PAGE EXTRACT
___

He stated he did not have insurance, but he did have medical assistance, in which there are a few dentists who accept this form of insurance. Another pt that came in to the ER ended up having a bruise from a fall 3 days prior. I think the pt just was looking for an excuse to get out of work. So, there are people who come in with problems that are either minor or could have waited so the pt could have been seen in the clinic the next day. According to our textbook, the most common reasons pts seek emergency care include chest pain, abdominal pain, headache, and fever. I did observe a few other pts who really did come to the ER for valid reasons. One lady was dehydrated from nausea and had severe orthostatic hypotension. Another pt came in with seizure-like symptoms. One man came in with chest pain. A 16 yr old came in by ambulance with possible neck and or spinal injuries from a car accident. These examples are of people who utilized the ER with real emergent situations. The emergency nurse also impacts the health of the community. One way is when people call in to the ER for advice on whether a pt should be brought in or not the nurse reviews the pts signs and symptoms and gives educated advice. Another way is by teaching. The ER nurse does a lot of teaching to pts who come in to the ER, especially to those who are not admitted to the hospital. The pts are educated on what kinds of signs and symptoms to be aware of depending on their situation, when to come back to the ER, if the pt needs to follow up in the next few days with their physician, and on the medications that may be prescribed.

___

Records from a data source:
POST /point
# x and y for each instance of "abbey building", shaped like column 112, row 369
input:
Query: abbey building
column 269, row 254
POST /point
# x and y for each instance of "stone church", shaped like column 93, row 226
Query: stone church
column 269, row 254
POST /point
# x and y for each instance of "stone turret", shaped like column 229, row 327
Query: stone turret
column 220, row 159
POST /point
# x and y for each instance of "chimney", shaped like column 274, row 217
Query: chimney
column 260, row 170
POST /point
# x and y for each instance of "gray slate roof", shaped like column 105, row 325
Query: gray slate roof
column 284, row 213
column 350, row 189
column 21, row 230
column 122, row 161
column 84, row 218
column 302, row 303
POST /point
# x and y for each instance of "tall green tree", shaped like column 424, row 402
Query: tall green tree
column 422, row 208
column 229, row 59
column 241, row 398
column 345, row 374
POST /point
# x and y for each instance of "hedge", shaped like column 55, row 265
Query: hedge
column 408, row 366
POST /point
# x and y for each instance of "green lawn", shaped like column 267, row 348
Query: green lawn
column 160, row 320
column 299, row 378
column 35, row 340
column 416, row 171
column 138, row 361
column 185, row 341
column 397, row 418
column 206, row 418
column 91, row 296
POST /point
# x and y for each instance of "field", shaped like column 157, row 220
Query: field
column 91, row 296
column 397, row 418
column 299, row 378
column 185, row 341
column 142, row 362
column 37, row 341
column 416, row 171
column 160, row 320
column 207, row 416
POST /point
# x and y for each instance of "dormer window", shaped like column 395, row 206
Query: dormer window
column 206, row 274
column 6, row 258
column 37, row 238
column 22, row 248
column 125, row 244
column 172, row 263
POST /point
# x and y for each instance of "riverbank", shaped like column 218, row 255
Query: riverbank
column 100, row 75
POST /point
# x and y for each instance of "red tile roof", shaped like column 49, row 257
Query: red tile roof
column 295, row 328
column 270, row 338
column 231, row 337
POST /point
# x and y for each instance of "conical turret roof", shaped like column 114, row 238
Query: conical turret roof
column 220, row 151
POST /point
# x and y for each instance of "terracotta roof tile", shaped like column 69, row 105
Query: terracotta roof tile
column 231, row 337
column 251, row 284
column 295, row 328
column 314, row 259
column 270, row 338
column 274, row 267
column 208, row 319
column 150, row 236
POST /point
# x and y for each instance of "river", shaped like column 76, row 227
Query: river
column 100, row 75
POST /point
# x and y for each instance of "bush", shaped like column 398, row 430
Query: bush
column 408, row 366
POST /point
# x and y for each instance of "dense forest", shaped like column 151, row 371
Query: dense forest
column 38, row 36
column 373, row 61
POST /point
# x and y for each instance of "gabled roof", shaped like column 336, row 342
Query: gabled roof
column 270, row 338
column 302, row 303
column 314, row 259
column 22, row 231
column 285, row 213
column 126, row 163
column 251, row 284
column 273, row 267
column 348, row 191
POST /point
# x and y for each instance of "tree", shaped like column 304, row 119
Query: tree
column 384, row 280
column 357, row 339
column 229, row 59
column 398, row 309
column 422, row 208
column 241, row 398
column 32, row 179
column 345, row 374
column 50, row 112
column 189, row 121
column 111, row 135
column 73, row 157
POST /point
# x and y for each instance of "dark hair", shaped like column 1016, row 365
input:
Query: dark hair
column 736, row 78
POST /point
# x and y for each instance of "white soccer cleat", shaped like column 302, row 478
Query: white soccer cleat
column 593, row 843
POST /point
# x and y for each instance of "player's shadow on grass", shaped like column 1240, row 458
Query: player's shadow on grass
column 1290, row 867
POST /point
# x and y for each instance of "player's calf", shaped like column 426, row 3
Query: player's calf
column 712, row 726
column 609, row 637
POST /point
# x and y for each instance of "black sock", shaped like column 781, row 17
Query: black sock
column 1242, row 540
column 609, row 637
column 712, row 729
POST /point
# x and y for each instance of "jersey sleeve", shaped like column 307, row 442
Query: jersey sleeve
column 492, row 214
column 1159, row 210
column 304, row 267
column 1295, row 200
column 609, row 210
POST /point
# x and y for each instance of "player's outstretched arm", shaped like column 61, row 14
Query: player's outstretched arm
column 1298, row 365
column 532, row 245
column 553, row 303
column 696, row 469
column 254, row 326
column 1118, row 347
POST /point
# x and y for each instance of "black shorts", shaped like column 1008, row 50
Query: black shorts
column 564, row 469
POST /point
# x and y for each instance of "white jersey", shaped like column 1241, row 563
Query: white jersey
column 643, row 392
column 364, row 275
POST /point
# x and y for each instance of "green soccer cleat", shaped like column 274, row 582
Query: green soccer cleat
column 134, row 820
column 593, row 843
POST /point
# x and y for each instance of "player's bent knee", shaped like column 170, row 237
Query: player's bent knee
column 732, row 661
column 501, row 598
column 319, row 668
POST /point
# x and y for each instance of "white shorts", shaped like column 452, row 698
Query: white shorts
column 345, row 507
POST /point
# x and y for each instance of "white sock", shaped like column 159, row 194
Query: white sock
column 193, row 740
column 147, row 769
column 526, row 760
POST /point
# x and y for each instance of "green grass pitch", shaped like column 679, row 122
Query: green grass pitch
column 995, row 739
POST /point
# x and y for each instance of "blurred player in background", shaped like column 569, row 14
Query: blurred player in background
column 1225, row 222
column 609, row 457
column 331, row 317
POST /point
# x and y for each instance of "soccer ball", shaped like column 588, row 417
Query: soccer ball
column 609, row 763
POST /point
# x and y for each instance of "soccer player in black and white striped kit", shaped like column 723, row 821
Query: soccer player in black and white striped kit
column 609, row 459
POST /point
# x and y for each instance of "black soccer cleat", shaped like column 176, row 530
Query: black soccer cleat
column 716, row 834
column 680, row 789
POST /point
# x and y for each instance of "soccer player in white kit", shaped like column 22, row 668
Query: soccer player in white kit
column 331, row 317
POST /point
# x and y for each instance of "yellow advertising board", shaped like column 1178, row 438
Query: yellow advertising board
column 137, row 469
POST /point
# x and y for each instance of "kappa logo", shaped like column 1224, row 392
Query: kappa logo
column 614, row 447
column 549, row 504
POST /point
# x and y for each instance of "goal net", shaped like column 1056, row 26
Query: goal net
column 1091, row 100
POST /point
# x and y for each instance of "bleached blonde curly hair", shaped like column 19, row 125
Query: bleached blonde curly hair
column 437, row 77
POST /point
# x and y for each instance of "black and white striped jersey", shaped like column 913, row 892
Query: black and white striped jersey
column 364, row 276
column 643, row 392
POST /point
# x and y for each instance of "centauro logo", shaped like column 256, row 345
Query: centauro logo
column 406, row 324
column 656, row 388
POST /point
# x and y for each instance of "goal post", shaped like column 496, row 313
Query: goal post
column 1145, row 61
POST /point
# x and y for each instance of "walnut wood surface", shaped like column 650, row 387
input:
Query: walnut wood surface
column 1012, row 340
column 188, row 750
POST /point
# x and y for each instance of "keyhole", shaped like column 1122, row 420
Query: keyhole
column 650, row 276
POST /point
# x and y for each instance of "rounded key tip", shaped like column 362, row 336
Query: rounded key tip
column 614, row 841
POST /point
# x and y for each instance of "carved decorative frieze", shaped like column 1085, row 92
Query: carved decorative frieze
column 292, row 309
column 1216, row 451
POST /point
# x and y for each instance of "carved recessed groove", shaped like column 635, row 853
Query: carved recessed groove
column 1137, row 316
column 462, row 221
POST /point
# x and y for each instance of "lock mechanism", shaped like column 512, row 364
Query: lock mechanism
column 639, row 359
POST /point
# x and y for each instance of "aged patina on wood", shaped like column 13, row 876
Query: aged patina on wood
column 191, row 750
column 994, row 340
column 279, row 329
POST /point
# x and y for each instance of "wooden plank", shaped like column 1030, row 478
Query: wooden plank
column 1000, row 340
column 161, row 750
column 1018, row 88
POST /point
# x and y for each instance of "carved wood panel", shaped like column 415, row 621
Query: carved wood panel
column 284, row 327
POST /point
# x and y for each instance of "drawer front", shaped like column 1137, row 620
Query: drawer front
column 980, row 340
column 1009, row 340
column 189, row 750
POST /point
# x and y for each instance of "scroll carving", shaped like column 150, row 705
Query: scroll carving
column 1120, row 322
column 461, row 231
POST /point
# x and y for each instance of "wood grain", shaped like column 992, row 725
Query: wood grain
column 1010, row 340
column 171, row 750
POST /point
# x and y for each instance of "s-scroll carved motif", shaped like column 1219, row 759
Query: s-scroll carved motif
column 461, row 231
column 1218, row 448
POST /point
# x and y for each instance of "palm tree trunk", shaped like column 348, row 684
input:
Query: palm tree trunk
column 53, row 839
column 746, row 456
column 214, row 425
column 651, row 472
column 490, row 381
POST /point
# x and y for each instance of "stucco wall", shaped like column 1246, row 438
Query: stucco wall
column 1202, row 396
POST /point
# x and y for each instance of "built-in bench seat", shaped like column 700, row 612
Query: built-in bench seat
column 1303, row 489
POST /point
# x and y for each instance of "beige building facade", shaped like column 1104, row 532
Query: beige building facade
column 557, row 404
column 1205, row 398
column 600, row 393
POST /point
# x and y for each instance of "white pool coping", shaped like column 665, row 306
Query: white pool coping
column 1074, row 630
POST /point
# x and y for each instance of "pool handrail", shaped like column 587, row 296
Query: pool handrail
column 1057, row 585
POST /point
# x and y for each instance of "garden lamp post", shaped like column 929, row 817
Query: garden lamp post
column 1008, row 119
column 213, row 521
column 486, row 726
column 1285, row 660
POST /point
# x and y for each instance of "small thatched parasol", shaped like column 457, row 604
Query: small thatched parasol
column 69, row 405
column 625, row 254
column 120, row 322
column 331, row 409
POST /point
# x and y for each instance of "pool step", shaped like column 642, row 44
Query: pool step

___

ACTIONS TO TAKE
1. From the text about emergency room visits, list the patients the writer says came to the ER for valid reasons, with the complaint or condition given for each.
2. Extend the text about emergency room visits, picking up right after its final sentence.

TASK RESULTS
1.
- A woman who was dehydrated from nausea and had severe orthostatic hypotension
- A patient with seizure-like symptoms
- A man with chest pain
- A 16-year-old brought in by ambulance with possible neck and/or spinal injuries from a car accident

2.
The ER nurse is also trained to treat people for environmental injuries like poisonous bites and heat stroke and mass casualties like earthquakes and fire, so the ER nurse gives the community a sense of security to know medical personnel are there in case of injury. To support appropriate use of the emergency room, health care providers can advertise what kind of injuries and problems people could have to come in to the ER for treatment or assessment. Health care providers can also refer pts who call in on the phone first to go to the clinic the next day if a minor problem. When appropriate ER pts come in health care providers can boost their confidence levels by stating, “It’s good that you came in to be checked out.” Another way is teaching. Some pts may not even realize they are coming in to the ER for minor problems. Health care providers need to stress signs and symptoms that may be present for a pt to use the ER. The way the Wisconsin Good Samaritan Law is written is a little confusing due to the wording and the different interpretations of the meaning of the law. My understanding of the Good Samaritan Law is it states that any average citizen who gives emergent care at the scene of an accident will not be liable for his/her actions. But, if the person is trained in health care, like a nurse, he/she can not provide any services or cares beyond his/her training level or they could be liable for their actions. The law also does not state that any health care professional, including nurses have to stop to help at the scene of an accident (although it would be good of them to). Also, if health care professionals, including nurses, volunteer at school sponsored athletic events and render care to anyone before, during or immediately after the event, within the scope of their practice, they will not be liable as long as they are not being paid.